— START OF Data to use —
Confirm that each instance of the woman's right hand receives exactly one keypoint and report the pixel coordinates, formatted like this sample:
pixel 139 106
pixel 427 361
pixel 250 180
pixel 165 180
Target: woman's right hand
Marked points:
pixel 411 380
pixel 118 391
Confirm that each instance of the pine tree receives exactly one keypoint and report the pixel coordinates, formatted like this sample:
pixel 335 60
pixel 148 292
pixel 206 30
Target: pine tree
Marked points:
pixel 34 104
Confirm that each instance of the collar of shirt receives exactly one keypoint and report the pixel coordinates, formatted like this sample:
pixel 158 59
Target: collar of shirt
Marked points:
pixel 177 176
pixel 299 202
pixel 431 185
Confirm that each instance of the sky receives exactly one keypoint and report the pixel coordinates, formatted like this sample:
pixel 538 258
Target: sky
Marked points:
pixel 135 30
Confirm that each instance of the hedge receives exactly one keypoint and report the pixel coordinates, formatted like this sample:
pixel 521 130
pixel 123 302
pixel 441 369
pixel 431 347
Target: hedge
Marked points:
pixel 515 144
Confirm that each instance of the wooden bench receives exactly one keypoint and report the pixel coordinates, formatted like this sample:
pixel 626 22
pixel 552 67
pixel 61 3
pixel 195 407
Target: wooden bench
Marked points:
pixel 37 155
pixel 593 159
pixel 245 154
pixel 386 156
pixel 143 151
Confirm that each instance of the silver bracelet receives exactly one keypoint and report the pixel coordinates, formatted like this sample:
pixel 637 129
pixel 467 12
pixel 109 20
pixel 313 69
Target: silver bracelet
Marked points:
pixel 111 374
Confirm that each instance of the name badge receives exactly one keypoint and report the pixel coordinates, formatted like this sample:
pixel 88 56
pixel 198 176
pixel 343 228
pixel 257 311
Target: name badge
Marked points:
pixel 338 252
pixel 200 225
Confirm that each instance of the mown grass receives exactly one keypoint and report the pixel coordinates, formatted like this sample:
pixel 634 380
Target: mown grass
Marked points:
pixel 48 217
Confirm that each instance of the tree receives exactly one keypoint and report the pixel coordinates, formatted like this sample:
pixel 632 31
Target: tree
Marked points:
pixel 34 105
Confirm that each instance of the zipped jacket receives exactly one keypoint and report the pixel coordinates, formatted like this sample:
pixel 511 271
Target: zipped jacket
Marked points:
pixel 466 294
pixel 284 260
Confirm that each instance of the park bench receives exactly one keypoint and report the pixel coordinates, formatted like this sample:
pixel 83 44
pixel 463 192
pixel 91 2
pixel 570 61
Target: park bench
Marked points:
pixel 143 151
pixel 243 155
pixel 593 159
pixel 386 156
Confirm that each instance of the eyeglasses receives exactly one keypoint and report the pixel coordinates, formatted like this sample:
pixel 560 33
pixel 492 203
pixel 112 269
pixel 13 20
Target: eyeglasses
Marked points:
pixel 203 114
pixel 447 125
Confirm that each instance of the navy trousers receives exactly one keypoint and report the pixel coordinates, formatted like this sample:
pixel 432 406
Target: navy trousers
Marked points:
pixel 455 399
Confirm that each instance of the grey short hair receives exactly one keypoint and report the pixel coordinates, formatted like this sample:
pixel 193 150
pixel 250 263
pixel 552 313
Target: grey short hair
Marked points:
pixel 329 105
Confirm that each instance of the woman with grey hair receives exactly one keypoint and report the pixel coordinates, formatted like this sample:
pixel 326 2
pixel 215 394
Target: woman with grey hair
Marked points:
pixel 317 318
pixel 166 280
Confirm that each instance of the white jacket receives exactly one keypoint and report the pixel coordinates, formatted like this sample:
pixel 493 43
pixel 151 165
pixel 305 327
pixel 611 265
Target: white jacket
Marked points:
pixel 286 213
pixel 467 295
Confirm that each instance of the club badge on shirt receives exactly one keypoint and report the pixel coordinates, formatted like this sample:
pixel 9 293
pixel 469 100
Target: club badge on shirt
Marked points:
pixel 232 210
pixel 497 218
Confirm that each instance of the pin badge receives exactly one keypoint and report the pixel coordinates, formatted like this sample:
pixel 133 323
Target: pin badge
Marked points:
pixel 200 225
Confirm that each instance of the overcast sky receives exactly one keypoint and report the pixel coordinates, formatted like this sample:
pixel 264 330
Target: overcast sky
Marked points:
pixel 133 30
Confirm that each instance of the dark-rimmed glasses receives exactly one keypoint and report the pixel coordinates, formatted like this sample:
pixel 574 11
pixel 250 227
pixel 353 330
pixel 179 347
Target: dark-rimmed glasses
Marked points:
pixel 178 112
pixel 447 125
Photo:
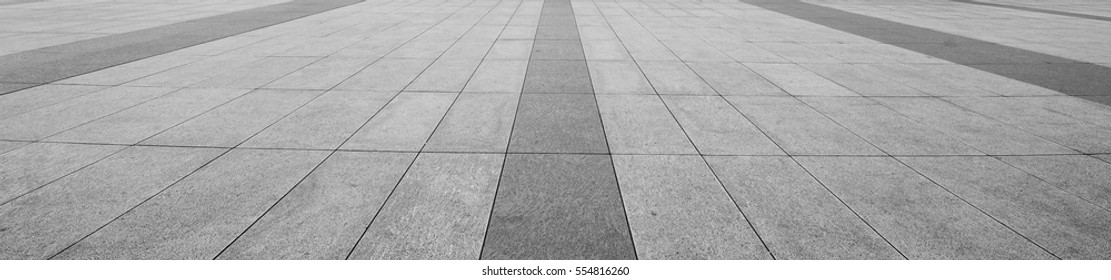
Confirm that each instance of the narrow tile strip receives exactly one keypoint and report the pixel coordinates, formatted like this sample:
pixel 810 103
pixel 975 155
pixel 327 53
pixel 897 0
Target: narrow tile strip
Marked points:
pixel 52 63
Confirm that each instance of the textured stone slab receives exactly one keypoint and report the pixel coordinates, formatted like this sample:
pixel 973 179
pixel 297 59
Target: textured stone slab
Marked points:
pixel 321 75
pixel 1054 219
pixel 386 75
pixel 133 125
pixel 558 77
pixel 43 222
pixel 797 217
pixel 476 123
pixel 716 128
pixel 326 213
pixel 498 76
pixel 886 129
pixel 678 210
pixel 60 117
pixel 558 123
pixel 798 128
pixel 201 215
pixel 674 78
pixel 439 210
pixel 799 81
pixel 42 96
pixel 1082 176
pixel 403 125
pixel 986 135
pixel 446 76
pixel 618 78
pixel 36 165
pixel 641 125
pixel 236 121
pixel 324 122
pixel 558 207
pixel 734 79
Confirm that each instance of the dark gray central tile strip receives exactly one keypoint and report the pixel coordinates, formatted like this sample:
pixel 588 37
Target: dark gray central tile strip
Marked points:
pixel 1083 16
pixel 1070 77
pixel 51 63
pixel 558 196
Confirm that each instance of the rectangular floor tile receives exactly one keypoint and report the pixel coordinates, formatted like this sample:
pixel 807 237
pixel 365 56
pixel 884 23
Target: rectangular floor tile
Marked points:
pixel 678 210
pixel 986 135
pixel 323 217
pixel 236 121
pixel 202 213
pixel 921 219
pixel 558 207
pixel 324 122
pixel 674 78
pixel 498 76
pixel 403 125
pixel 439 210
pixel 1054 219
pixel 1082 176
pixel 133 125
pixel 797 217
pixel 476 123
pixel 57 118
pixel 46 221
pixel 558 123
pixel 892 132
pixel 798 128
pixel 717 128
pixel 641 125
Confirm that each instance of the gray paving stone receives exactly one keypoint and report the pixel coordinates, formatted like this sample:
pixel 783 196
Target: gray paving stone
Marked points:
pixel 202 213
pixel 510 49
pixel 560 123
pixel 498 76
pixel 799 81
pixel 678 210
pixel 476 123
pixel 1054 219
pixel 326 213
pixel 618 78
pixel 386 75
pixel 641 125
pixel 596 50
pixel 1052 126
pixel 236 121
pixel 674 78
pixel 34 165
pixel 986 135
pixel 403 125
pixel 60 117
pixel 558 207
pixel 734 79
pixel 439 210
pixel 1082 176
pixel 46 221
pixel 133 125
pixel 557 32
pixel 558 77
pixel 798 128
pixel 257 75
pixel 888 130
pixel 716 128
pixel 324 122
pixel 321 75
pixel 557 50
pixel 861 80
pixel 41 96
pixel 797 217
pixel 921 219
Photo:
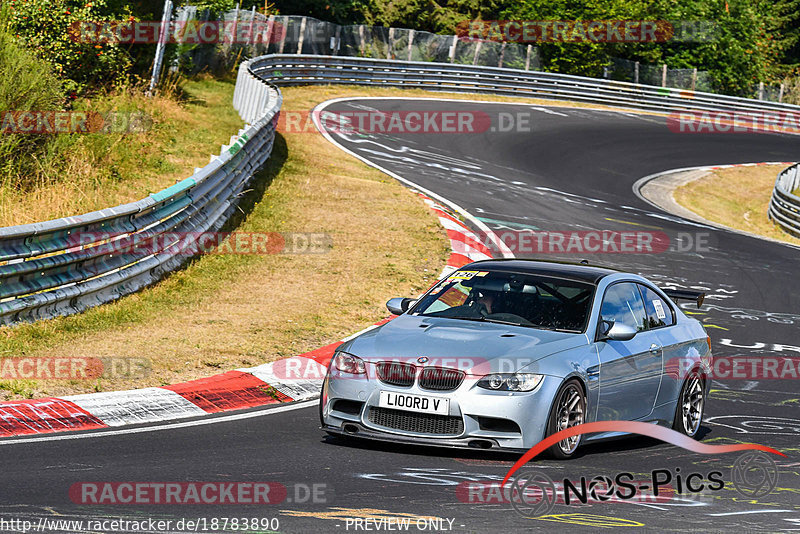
— END OF Data to use —
Exercise —
Render the whole listing above as a numbered list, one entry per line, skipping blank lines and leaving out the pictures.

Full answer —
1. Confirm that each instance of the woman's right hand receives exactly one keypoint and report the pixel coordinates, formatted like this sample:
2. pixel 139 106
3. pixel 427 361
4. pixel 250 180
5. pixel 165 180
6. Target: woman's right hand
7. Marked points:
8. pixel 411 380
9. pixel 118 391
10. Confirm that each instance of the pine tree receives exactly one keypoint and report the pixel coordinates, formatted like this sample:
11. pixel 335 60
12. pixel 148 292
13. pixel 206 30
14. Target: pine tree
15. Marked points:
16. pixel 34 104
17. Confirm that each instance of the collar of shirt receives exactly one keypoint and report the pixel coordinates, formatted like this sample:
18. pixel 158 59
19. Target: collar of shirt
20. Marked points:
21. pixel 177 176
22. pixel 299 202
23. pixel 431 185
24. Confirm that each instance of the sky receives exactly one keypoint and report the pixel coordinates, formatted like this sample:
25. pixel 538 258
26. Target: sky
27. Marked points:
28. pixel 135 30
29. Confirm that each instance of the hedge receives exactly one keypoint and report the pixel coordinates, formatted like this sample:
30. pixel 521 130
31. pixel 123 302
32. pixel 441 369
33. pixel 431 347
34. Target: hedge
35. Marked points:
36. pixel 515 144
37. Confirm that each instance of the wooden bench receives exactly one keypoint and report the pixel coordinates, formatted like this sample:
38. pixel 626 22
39. pixel 552 67
40. pixel 61 3
41. pixel 195 407
42. Target: wooden bench
43. Marked points:
44. pixel 37 155
45. pixel 593 159
46. pixel 245 154
47. pixel 386 156
48. pixel 143 151
49. Confirm that each instance of the silver bracelet receives exactly one keypoint and report the pixel coordinates, formatted like this sample:
50. pixel 637 129
51. pixel 467 12
52. pixel 109 20
53. pixel 313 69
54. Target: silver bracelet
55. Marked points:
56. pixel 111 374
57. Confirm that each instance of the name badge receives exactly one keypoint and report the pixel coordinates, formatted like this sample:
58. pixel 88 56
59. pixel 198 176
60. pixel 343 228
61. pixel 257 311
62. Target: name badge
63. Marked points:
64. pixel 338 252
65. pixel 200 225
66. Confirm that each instance of the mown grass receives exactly one keypoint and report the pixel coordinates, formatted like this sample:
67. pixel 634 380
68. Target: mown grass
69. Marked points:
70. pixel 48 217
71. Confirm that each instance of the tree receives exactly one keypoint and report the pixel coordinates, formatted like this sample:
72. pixel 632 31
73. Target: tree
74. Marked points:
75. pixel 34 105
76. Confirm that each instance of the zipped jacket receives exactly one keypoint and report the pixel coordinates, formatted like this sample:
77. pixel 511 271
78. Target: zipped jacket
79. Marked points:
80. pixel 466 294
81. pixel 284 260
82. Confirm that each instance of the park bench receives exactly one keypoint and report the pixel coordinates, formatted like this sample:
83. pixel 83 44
84. pixel 463 192
85. pixel 91 2
86. pixel 570 61
87. Target: park bench
88. Marked points:
89. pixel 143 151
90. pixel 243 155
91. pixel 593 159
92. pixel 386 156
93. Confirm that each instance of the eyeglasses receives exactly one keypoint and report the pixel coordinates, formatted like this sample:
94. pixel 560 33
95. pixel 492 203
96. pixel 112 269
97. pixel 13 20
98. Target: eyeglasses
99. Marked points:
100. pixel 203 114
101. pixel 447 125
102. Confirm that each instance of the navy trousers receives exactly one keypoint and report the pixel coordinates, formatted like this sample:
103. pixel 432 406
104. Target: navy trousers
105. Marked points:
106. pixel 455 399
107. Confirm that each instance of the grey short hair receives exactly one keypoint and report the pixel coordinates, formatted like this sample:
108. pixel 193 150
109. pixel 250 263
110. pixel 552 313
111. Target: grey short hair
112. Marked points:
113. pixel 329 105
114. Confirm that each instance of the woman with grey hair receives exactly one keypoint and report the pixel coordinates, formatted like this sample:
115. pixel 326 2
116. pixel 215 394
117. Target: woman with grey hair
118. Marked points:
119. pixel 317 318
120. pixel 166 280
121. Confirm that each instance of the white jacket receives exactly one keypoint and report the pixel coordinates, formatted like this sample:
122. pixel 493 43
123. pixel 151 165
124. pixel 305 327
125. pixel 611 265
126. Target: white jacket
127. Marked points:
128. pixel 286 213
129. pixel 467 295
130. Confirm that each instance of the club badge on shirt receives exactly one keypoint and report the pixel coordinates, formatted like this sample:
131. pixel 9 293
132. pixel 469 100
133. Target: club badge on shirt
134. Marked points:
135. pixel 232 210
136. pixel 497 218
137. Confirm that each instance of the pin badge receives exactly one keypoint and report the pixel coordinates, formatted like this sample:
138. pixel 133 323
139. Target: pin badge
140. Marked points:
141. pixel 200 225
142. Confirm that each instance of the overcast sky receives exactly one keypoint and report the pixel coordinates, formatted like this sample:
143. pixel 264 330
144. Target: overcast sky
145. Marked points:
146. pixel 133 30
147. Confirm that each instance of the dark-rimmed glasses receives exactly one keypoint and report the pixel coordinates, formatted like this sample:
148. pixel 574 11
149. pixel 250 227
150. pixel 353 330
151. pixel 179 347
152. Target: dark-rimmed glasses
153. Marked points:
154. pixel 178 112
155. pixel 447 125
156. Photo:
157. Confirm that each instance of the narrow tile strip receives exactly one keypoint and report the pixel coordinates, formatted like this sample:
158. pixel 810 103
159. pixel 975 155
160. pixel 327 53
161. pixel 897 0
162. Target: narrow tile strip
163. Marked points:
164. pixel 52 63
165. Confirm that each instance of the textured stone slab receives exactly one keypoint and report the pixel coordinates, formatted like this sample:
166. pixel 973 179
167. pixel 297 59
168. Target: textured stone slab
169. Marked points:
170. pixel 321 75
171. pixel 1054 219
172. pixel 386 75
173. pixel 133 125
174. pixel 558 77
175. pixel 43 222
176. pixel 797 217
177. pixel 476 123
178. pixel 716 128
179. pixel 326 213
180. pixel 498 76
181. pixel 886 129
182. pixel 678 210
183. pixel 60 117
184. pixel 558 123
185. pixel 798 128
186. pixel 201 215
187. pixel 674 78
188. pixel 439 210
189. pixel 799 81
190. pixel 42 96
191. pixel 1082 176
192. pixel 403 125
193. pixel 986 135
194. pixel 446 76
195. pixel 618 78
196. pixel 36 165
197. pixel 641 125
198. pixel 236 121
199. pixel 324 122
200. pixel 558 207
201. pixel 734 79
202. Confirm that each instance of the dark gray central tile strip receives exactly one keypoint and report the pixel coordinates, formatted like this sample:
203. pixel 588 37
204. Target: dark gray central tile strip
205. Marked points:
206. pixel 1083 16
207. pixel 1070 77
208. pixel 51 63
209. pixel 558 196
210. Confirm that each instance of the rectangular floor tile receives exactly one keypoint and report the pixel coordinates, formatted like this sample:
211. pixel 807 237
212. pixel 365 56
213. pixel 884 23
214. Target: rectangular floor tile
215. Marked points:
216. pixel 678 210
217. pixel 986 135
218. pixel 323 217
219. pixel 236 121
220. pixel 202 213
221. pixel 921 219
222. pixel 558 207
223. pixel 324 122
224. pixel 674 78
225. pixel 498 76
226. pixel 403 125
227. pixel 439 210
228. pixel 1054 219
229. pixel 1082 176
230. pixel 133 125
231. pixel 797 217
232. pixel 476 123
233. pixel 57 118
234. pixel 46 221
235. pixel 558 123
236. pixel 892 132
237. pixel 798 128
238. pixel 717 128
239. pixel 641 125
240. Confirm that each instance of the gray paving stone receives exactly one keypoint and report the pixel coordinates, formatted like this sample:
241. pixel 783 196
242. Target: gray paving stone
243. Marked points:
244. pixel 202 213
245. pixel 510 49
246. pixel 560 123
247. pixel 498 76
248. pixel 799 81
249. pixel 678 210
250. pixel 476 123
251. pixel 1054 219
252. pixel 326 213
253. pixel 618 78
254. pixel 386 75
255. pixel 641 125
256. pixel 596 50
257. pixel 1052 126
258. pixel 236 121
259. pixel 674 78
260. pixel 34 165
261. pixel 986 135
262. pixel 403 125
263. pixel 60 117
264. pixel 558 207
265. pixel 734 79
266. pixel 439 210
267. pixel 1082 176
268. pixel 46 221
269. pixel 133 125
270. pixel 557 32
271. pixel 558 77
272. pixel 798 128
273. pixel 257 75
274. pixel 888 130
275. pixel 716 128
276. pixel 324 122
277. pixel 321 75
278. pixel 557 50
279. pixel 861 80
280. pixel 41 96
281. pixel 797 217
282. pixel 921 219
283. Photo:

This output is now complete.